ECB Insight: Centeno, Dealt a Stronger Hand, Relishes the Chance To Play It
28 March 2023
By David Barwick – FRANKFURT (Econostream) – As if he heard opportunity knocking, European Central Bank Governing Council member Mário Centeno has been doubling down on his expressions of desire to see his peers start applying patience to the setting of monetary policy.
The three interviews with him that appeared on Monday were not his first such effort, it must be noted, with many of his latest points echoing those already raised in an interview with Italian daily La Stampa published on 6 March.
The ECB’s tightening so far ‘was very rapid’, he said then. The ECB would therefore ‘need some patience to allow these 300bp of increase to have an impact on inflation’.
We called this his ‘habitual dovishness’ and directed our gaze to the criticism he directed on the same occasion toward fellow Council members whose contributions to the public policy discourse, in Centeno’s estimation, would have been better replaced by silence.
Whilst that line of thought also surfaced again yesterday, he has toned it down a bit, as well he might, given that three interviews in one day – at an OMFIF event, to Spanish national daily ABC and to Politico – hardly bespeak reticence on his part.
But under the obvious impression of the banking sector upheavals that started after 6 March (it would be ‘almost a tautology to say that … they have to have an impact on our decisions’), he seems to be betting that other themes are now likelier to fall on fertile ground:
- The wisdom of a data-dependent, meeting-by-meeting approach under high uncertainty
- The need to ensure financial stability, underscored by the 2021 strategy review
- The appropriateness of patiently allowing ongoing tightening to take place as previous, potentially too-rapid hikes feed through over time
- The absence of any dis-anchoring of inflation expectations or of second-round wage effects
- The progress towards restoring price stability, reflected in the latest staff forecasts
Provided of course that things don’t get out of hand, we can imagine that a hint of financial instability is from Centeno’s view fortuitous, constituting as it does the doves’ best shot lately at getting their peers to come around.
It would be a mistake to underestimate the potential of the volatility to have just that effect and lead the Governing Council to tread more carefully in May.
To be sure, the hawks lost no time following the 16 March decision in raising anew their clamour for more tightening. In this regard, however, there are a couple of points worth keeping in mind even in the perhaps unlikely event that the next five weeks turn out to bring nothing but smooth sailing on financial markets.
-------
* _ACTION ITEM 1_: Could you transcribe the passage of the article on Centeno between "ECB Insight: Centeno, Dealt" and "of monetary policy.", inclusive?
* _ACTION ITEM 2_:
Answer these questions using the article on Centeno:
(a) Which Italian daily published an interview with Centeno on 6 March?
(b) How many basis points of increase did Centeno say needed time to have an impact on inflation?
(c) Which strategy review underscored the need to ensure financial stability?
* _ACTION ITEM 3_: What comes next in the article on Centeno? Write the next part, picking up from its last sentence.
The data that follows has no connection to the article on Centeno.
-------
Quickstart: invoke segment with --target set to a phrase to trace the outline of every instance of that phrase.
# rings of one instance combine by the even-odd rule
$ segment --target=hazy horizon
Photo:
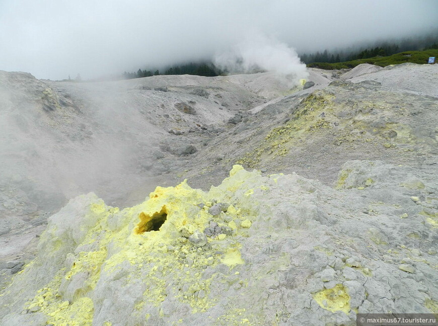
[[[184,61],[222,65],[239,56],[275,70],[279,61],[296,62],[297,51],[420,35],[438,21],[433,0],[248,3],[6,0],[0,70],[90,78]]]

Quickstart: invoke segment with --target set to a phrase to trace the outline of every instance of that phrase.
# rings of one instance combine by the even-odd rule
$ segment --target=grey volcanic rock
[[[0,325],[436,312],[437,69],[311,69],[306,90],[0,71],[0,266],[20,262],[0,271]],[[121,208],[75,197],[93,190]]]
[[[315,83],[311,80],[309,80],[309,82],[306,82],[304,85],[303,86],[303,90],[307,90],[308,88],[310,88],[311,87],[313,87],[315,86]]]

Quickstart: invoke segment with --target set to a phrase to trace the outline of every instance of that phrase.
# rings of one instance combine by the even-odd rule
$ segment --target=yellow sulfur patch
[[[222,262],[229,266],[245,264],[245,261],[241,256],[240,252],[237,248],[230,248],[227,251],[225,256],[222,259]]]
[[[348,313],[350,310],[350,296],[342,284],[320,291],[313,295],[313,298],[322,308],[332,312],[340,311]]]

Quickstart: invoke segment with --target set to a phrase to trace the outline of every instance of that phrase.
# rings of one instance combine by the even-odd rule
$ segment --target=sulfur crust
[[[212,249],[194,254],[192,246],[181,237],[181,232],[190,234],[196,230],[203,230],[211,218],[208,211],[211,201],[215,198],[231,198],[249,178],[261,176],[259,173],[248,173],[242,167],[235,166],[223,185],[212,187],[208,193],[193,189],[184,181],[175,187],[157,187],[145,202],[122,211],[107,206],[102,201],[93,203],[85,218],[94,225],[88,229],[74,254],[67,255],[66,262],[71,260],[69,265],[60,269],[50,282],[27,301],[24,308],[37,309],[47,316],[48,323],[91,325],[94,314],[91,297],[94,290],[100,286],[100,279],[102,276],[106,277],[116,274],[121,269],[128,268],[126,282],[140,280],[142,286],[147,289],[142,299],[135,305],[134,314],[140,313],[151,305],[159,308],[168,295],[166,279],[170,276],[181,286],[187,286],[185,293],[176,295],[176,298],[189,305],[192,313],[205,311],[215,304],[216,299],[209,297],[209,293],[216,275],[203,277],[202,272],[207,266],[214,268],[220,264],[230,269],[245,264],[239,249],[240,244],[235,239],[241,232],[246,234],[248,232],[251,226],[248,218],[252,213],[250,209],[242,209],[236,203],[229,206],[227,214],[233,220],[228,225],[233,230],[234,236],[220,234],[208,240],[210,246],[220,243],[223,254],[215,254]],[[268,189],[263,186],[258,187],[257,191]],[[248,197],[254,192],[250,189],[242,195]],[[205,205],[200,208],[198,204],[202,203]],[[166,218],[159,231],[149,229],[148,222],[155,216],[164,216],[163,214]],[[241,226],[238,226],[235,222],[237,220],[240,220],[239,224]],[[82,230],[84,228],[80,227]],[[52,239],[47,240],[44,236],[51,234],[52,232],[47,231],[42,236],[43,239],[50,242]],[[50,243],[54,255],[64,246],[62,238],[54,238]],[[181,253],[192,258],[191,266],[181,261]],[[244,286],[247,282],[242,280],[240,283]],[[178,292],[178,289],[174,290]],[[235,318],[231,313],[226,315],[231,324],[244,324],[248,320],[241,313]],[[110,321],[105,322],[111,324]]]

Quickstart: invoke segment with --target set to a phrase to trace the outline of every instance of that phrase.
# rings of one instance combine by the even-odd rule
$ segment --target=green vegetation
-------
* _ANSWER AREA 1_:
ECB Insight: Centeno, Dealt a Stronger Hand, Relishes the Chance To Play It
28 March 2023
By David Barwick – FRANKFURT (Econostream) – As if he heard opportunity knocking, European Central Bank Governing Council member Mário Centeno has been doubling down on his expressions of desire to see his peers start applying patience to the setting of monetary policy.

* _ANSWER AREA 2_:
(a) La Stampa
(b) 300bp
(c) The 2021 strategy review

* _ANSWER AREA 3_:
First, a little volatility can make a lasting impression that then winds up looming over the 4 May Council meeting; i.e., the wound may heal but a scar will remain. The renewed turmoil at the end of last week could thus by itself leave some residual nervousness with the potential to tip the scales in favour of a more prudent option.
Should there be another flare-up of anxiety in the interim, this effect would be magnified – policymakers are not going to play with financial stability. A larger bout of market jitters could of course also do a more meaningful portion of the ECB’s tightening for it, but that is a story that we leave for the data to tell.
Second, some of the hawks – whose rhetoric, like that of the doves, is always to an extent just jockeying for an optimal starting position - want to create ample policy space in the run-up to May’s decision, but also understand very well that the odds have risen that developments in the meanwhile might induce them to want to downshift when the time comes.
Put another way, we don’t think the current hawkishness should be interpreted quite as hawkishly as would be appropriate under more benign circumstances.
Third, it is not as though hawkishly inclined policymakers would be left with a completely untenable option following the 350bp of tightening already in the pipeline. They can leave the terminal rate, once reached, in place for longer, or agree to take more time to get there.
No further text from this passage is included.